## Stated task:
Can you quote, word for word, the lines of the rows below, beginning with the line that contains "Target: eyelash" and running through the line that contains "pixel 339 236", both of those lines included?

## Dataset:
___

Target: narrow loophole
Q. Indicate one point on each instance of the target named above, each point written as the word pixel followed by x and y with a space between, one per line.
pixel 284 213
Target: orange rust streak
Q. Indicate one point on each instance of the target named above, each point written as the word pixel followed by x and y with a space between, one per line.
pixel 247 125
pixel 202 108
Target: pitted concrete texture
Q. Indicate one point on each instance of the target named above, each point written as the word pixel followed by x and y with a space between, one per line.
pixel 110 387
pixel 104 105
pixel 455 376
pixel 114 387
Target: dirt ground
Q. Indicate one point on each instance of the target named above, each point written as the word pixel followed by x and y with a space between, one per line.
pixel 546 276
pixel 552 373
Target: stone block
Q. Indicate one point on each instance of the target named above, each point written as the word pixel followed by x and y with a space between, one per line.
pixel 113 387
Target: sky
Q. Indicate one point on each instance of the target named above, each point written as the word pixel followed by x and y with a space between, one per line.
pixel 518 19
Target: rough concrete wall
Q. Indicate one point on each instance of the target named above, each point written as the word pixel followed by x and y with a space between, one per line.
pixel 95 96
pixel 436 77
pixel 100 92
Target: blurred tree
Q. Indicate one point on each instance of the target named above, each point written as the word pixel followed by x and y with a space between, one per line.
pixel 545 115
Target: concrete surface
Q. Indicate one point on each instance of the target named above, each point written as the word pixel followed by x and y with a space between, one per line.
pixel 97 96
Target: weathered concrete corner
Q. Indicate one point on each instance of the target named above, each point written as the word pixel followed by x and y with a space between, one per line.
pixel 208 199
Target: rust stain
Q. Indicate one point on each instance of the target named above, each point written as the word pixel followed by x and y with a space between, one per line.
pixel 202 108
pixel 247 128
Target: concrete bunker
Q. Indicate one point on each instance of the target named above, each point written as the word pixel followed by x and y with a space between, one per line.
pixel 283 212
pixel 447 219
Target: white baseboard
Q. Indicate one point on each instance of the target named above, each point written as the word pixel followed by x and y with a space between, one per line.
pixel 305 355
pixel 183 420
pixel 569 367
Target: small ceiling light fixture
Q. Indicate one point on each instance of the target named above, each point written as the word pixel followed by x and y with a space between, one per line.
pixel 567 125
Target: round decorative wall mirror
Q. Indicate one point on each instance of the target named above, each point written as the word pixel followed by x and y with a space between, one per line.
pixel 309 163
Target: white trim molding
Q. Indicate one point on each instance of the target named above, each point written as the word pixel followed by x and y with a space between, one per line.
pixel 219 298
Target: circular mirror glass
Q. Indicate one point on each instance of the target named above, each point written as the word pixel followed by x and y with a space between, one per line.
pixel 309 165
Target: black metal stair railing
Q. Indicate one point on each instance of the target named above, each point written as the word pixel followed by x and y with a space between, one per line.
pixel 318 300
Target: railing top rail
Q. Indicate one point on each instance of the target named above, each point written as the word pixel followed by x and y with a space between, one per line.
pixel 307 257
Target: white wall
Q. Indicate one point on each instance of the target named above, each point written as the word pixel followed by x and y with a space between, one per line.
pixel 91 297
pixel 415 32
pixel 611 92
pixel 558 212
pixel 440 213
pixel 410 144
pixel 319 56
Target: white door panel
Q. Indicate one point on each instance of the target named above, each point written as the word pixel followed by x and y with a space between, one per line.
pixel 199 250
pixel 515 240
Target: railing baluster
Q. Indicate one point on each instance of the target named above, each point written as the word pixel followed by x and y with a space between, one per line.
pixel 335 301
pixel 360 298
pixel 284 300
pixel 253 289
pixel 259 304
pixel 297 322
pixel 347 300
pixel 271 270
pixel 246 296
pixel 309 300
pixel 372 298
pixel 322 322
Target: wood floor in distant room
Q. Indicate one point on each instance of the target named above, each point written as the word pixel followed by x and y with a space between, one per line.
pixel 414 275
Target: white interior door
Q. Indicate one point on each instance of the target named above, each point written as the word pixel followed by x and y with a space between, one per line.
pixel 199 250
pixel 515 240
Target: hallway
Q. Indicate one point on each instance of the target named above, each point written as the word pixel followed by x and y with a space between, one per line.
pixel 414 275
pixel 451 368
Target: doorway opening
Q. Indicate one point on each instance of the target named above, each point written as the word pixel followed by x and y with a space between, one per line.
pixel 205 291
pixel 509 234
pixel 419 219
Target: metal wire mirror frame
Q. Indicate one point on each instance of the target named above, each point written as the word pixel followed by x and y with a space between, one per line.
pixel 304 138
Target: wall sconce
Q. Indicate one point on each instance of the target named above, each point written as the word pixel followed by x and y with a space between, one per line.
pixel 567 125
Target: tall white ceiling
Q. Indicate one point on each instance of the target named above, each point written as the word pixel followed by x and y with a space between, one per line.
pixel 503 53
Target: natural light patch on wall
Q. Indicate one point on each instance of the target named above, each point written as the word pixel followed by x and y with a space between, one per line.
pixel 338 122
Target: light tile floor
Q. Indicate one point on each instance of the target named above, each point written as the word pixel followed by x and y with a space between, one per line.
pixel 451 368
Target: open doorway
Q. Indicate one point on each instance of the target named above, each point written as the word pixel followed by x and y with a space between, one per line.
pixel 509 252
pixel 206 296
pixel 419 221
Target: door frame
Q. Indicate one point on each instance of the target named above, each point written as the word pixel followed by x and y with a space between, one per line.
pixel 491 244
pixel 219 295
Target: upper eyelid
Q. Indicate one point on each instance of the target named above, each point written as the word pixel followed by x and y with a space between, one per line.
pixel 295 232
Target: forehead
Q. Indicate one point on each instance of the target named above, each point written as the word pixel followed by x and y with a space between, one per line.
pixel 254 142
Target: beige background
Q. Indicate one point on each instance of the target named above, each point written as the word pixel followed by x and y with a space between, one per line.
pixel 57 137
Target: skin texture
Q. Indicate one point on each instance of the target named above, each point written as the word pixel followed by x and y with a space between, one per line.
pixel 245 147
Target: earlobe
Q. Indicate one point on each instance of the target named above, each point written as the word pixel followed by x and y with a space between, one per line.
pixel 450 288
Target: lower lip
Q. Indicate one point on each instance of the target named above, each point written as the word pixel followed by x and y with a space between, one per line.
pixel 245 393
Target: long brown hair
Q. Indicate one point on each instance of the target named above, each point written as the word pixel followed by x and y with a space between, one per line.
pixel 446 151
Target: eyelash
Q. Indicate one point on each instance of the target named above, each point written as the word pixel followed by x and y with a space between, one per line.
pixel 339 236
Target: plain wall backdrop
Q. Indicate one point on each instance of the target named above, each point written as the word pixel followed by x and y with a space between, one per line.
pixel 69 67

___

## Solution to this task:
Target: eyelash
Q. Indicate one point on each instance of the target named above, each point written as the word pixel followed by x and y with a space between, one per line.
pixel 339 236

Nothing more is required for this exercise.